Assignment:
Of the lines listed below, return exactly those that run from the line containing "Target: young child" through the line containing "Target: earring", both included.

Stored data entries
#####

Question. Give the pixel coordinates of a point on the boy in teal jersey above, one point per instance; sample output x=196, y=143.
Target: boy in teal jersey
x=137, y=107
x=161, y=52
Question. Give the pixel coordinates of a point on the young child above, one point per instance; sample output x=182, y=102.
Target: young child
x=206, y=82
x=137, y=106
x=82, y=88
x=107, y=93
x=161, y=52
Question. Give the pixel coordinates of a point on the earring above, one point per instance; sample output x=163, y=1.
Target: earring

#####

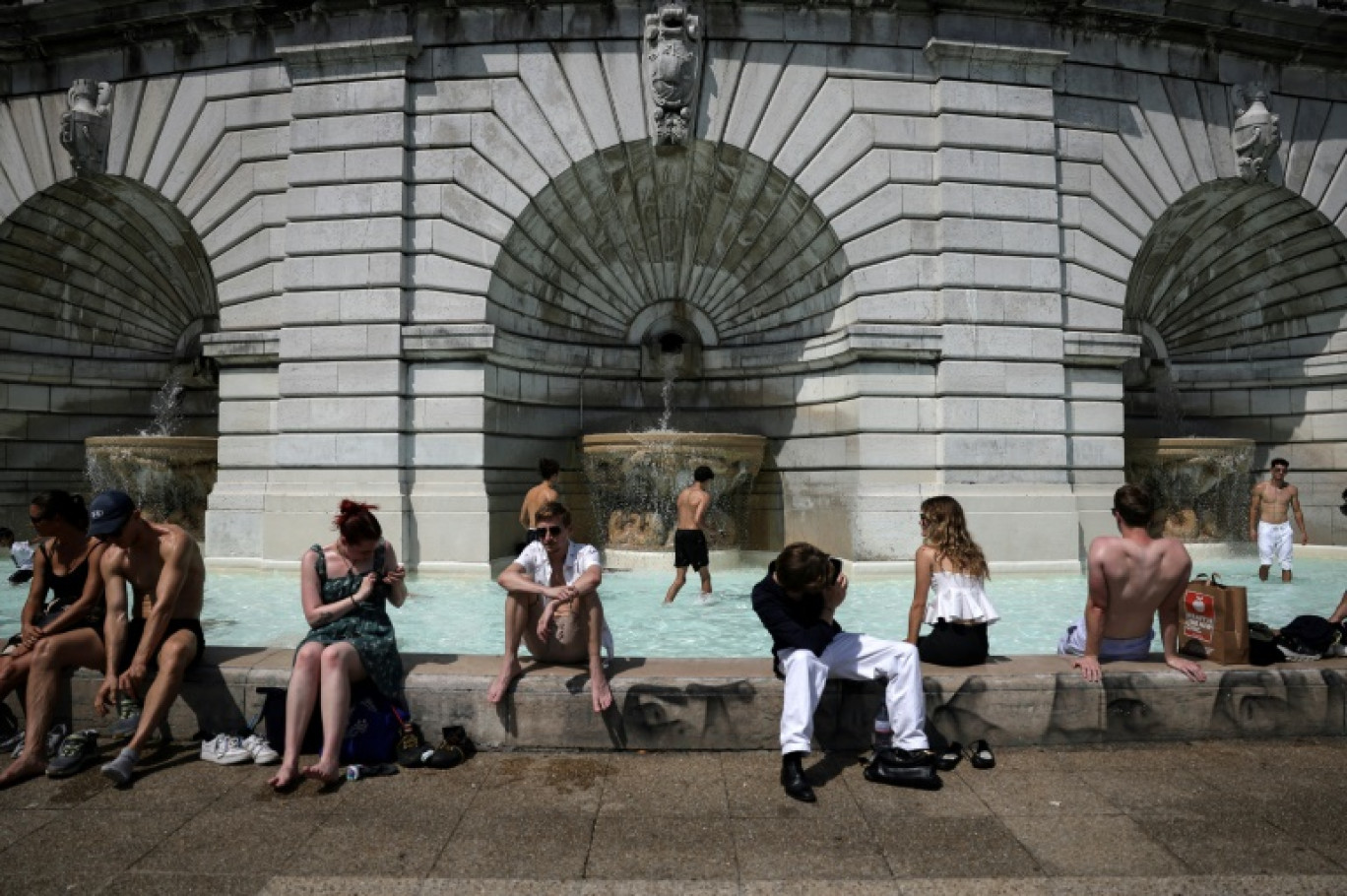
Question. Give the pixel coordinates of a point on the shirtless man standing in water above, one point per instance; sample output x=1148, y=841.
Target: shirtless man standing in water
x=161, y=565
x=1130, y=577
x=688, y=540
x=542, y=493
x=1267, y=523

#####

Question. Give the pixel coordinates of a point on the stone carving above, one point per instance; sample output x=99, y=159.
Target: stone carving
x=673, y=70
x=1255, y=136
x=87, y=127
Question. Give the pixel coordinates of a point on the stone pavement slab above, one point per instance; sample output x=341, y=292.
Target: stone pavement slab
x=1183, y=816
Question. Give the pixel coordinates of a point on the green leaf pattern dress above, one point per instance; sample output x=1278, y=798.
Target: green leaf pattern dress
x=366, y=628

#####

Response box:
Target: young child
x=206, y=82
x=137, y=106
x=82, y=88
x=107, y=93
x=161, y=52
Question. Give the pixel coordinates of a point on the earring above, one point per instance; sample output x=163, y=1.
Target: earring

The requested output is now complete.